▶ _Records provided_
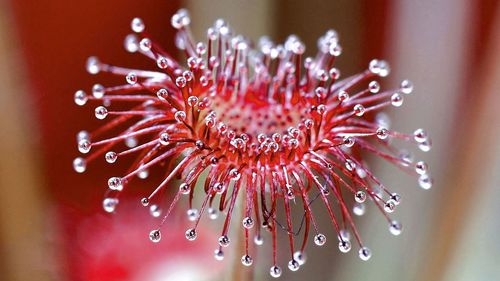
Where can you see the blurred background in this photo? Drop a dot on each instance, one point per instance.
(51, 223)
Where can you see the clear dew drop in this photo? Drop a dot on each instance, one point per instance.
(115, 183)
(155, 236)
(109, 204)
(224, 241)
(79, 165)
(80, 98)
(247, 222)
(425, 181)
(389, 206)
(192, 214)
(111, 157)
(395, 228)
(359, 209)
(258, 240)
(360, 196)
(98, 91)
(84, 146)
(350, 165)
(344, 246)
(218, 254)
(212, 213)
(131, 78)
(421, 168)
(365, 253)
(137, 25)
(406, 87)
(396, 100)
(246, 260)
(93, 65)
(101, 112)
(143, 174)
(131, 43)
(373, 87)
(191, 234)
(359, 110)
(154, 211)
(293, 265)
(275, 271)
(382, 133)
(180, 116)
(145, 202)
(319, 239)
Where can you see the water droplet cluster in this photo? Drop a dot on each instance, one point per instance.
(266, 126)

▶ _Goal of the exercise_
Switch every "dot" to "marker" in the entries above and write them out again with nothing else changed. Omit the pictures.

▶ _Correct response_
Where can you see the blurred background in this photo? Drop a marker on each instance, one point per instance.
(51, 223)
Where can you see the clear dew drop in this photo? Drop a marker on each instance, one point per instance.
(115, 183)
(155, 236)
(109, 204)
(224, 241)
(79, 165)
(80, 98)
(247, 222)
(425, 181)
(389, 206)
(192, 214)
(111, 157)
(395, 228)
(359, 209)
(258, 240)
(360, 196)
(98, 91)
(84, 146)
(350, 165)
(344, 246)
(218, 254)
(212, 213)
(131, 78)
(421, 168)
(365, 253)
(137, 25)
(406, 87)
(396, 100)
(246, 260)
(93, 65)
(101, 112)
(143, 174)
(131, 43)
(373, 87)
(191, 234)
(359, 110)
(154, 211)
(293, 265)
(275, 271)
(382, 133)
(180, 116)
(145, 202)
(319, 239)
Where can you see the water droplet cluster in this photo? Drop a marker on each instance, one point per instance.
(266, 126)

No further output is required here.